A new exhibition at the San Francisco Art Institute explores this thorny question — and many others — through the work of two photographers and videographers who “[fuse] the role of the documentarian with the new role of the artist as global citizen.”

Allan Sekula seeks to put a human face on modern globalization, exposing the harsh realities of working-class life on the “forgotten landscape” of the high seas — “one of the most precarious and exploitative systems of neoliberalism.” Bruno Serralongue is drawn to a different element — fire — in his quest to document the birth pangs of countries like Kosovo and South Sudan and capture the tenor of strikes, rebellions and social tension internationally.

Over the phone, Sekula and Serralongue — along with curator Hou Hanru — discussed their work and the artistic convictions it represents. See the accompanying slide show for a quick exhibition preview.

What’s the philosophy behind this exhibition? It seems very timely, in light of recent events at home (the Occupy movement) and abroad (the Arab Spring revolutions) — but it must have been planned relatively far in advance.

Hou Hanru: It’s an interesting coincidence — but not really a coincidence. I’ve been quite interested in exploring the role of artists in the changing world today. For the last few years, we’ve had this program called the New Models of Culture and Art Production, which explores alternative initiatives in terms of negotiating different models of production in the context of globalization.

I was very impressed by Allan’s recent work, and also I saw a wonderful show by Bruno in Paris last year. I decided to propose this project to both artists — for them to come together, with their individual works, and create this interesting momentum. (Allan and Bruno have known each other for the past few years, but this is the first time that they are exhibiting together.)

The artworks cannot be innocent or insensible to what’s happening around us. And people like Allan and Bruno — they’re not simply reacting to this moment; it’s really been a long-term engagement on their part to explore the historical reasons why we are here, at this [point of] crisis.



When it comes to documenting these sorts of stories and events, how is an artist’s work different from that of a photojournalist or paparazzo?

GIVEN MATERIAL.
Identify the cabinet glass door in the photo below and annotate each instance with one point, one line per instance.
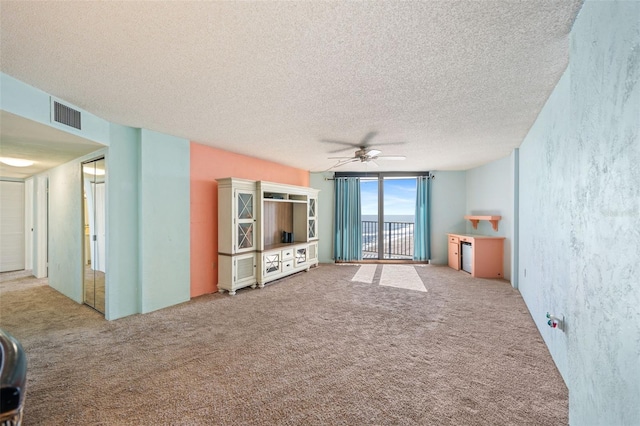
(245, 221)
(312, 218)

TASKS.
1. Copy the exhibition interview word for word, from "Over the phone, Sekula" up to and including "far in advance.".
2. Write the next part of the exhibition interview, picking up right after its last line.
The listing comes from a separate source.

THE ANSWERS.
1.
Over the phone, Sekula and Serralongue — along with curator Hou Hanru — discussed their work and the artistic convictions it represents. See the accompanying slide show for a quick exhibition preview.

What’s the philosophy behind this exhibition? It seems very timely, in light of recent events at home (the Occupy movement) and abroad (the Arab Spring revolutions) — but it must have been planned relatively far in advance.

2.
HH: My personal interest is in the very subtle distinction between journalism — the media — and the artistic approach, [which] I would say is more like that of a researcher trying to show the complex historical background and conditions that make up a particular event. I think that’s where the artist actually has a role to play. [The distinction between an artist and a journalist] is really important, even though sometimes it’s not easily perceived at first glance by the public. But making an exhibition showing the whole system of image research and production can actually show this invisible aspect that makes up the substance of our work — the position of an artist’s engagement.

Bruno Serralongue: I think Allan and I are experimenting with another way of making photos — even if the subjects cross the interests of the paparazzi. We are not only interested in the photo, but also the process [of getting it].

Allan Sekula: I think one difference is that artists — if we use the term “artist” in a way that isn’t an honorific (we’re not saying that we’re more creative than journalists) — more readily call the formulas of representation into question. That’s more at the forefront of what we’re interested in. When Bruno uses a 4×5 camera to photograph political events, he’s using a technique more traditionally associated with landscape photography or architectural photography to show these fleeting political moments which have pretty much conventionally been shown by means of small-camera images (because those cameras are quick and portable). He’s also not doing it electronically; the whole point of his photos is not that they can be uploaded immediately to a home newspaper or a website — but that they give a slower, more deliberate take on things.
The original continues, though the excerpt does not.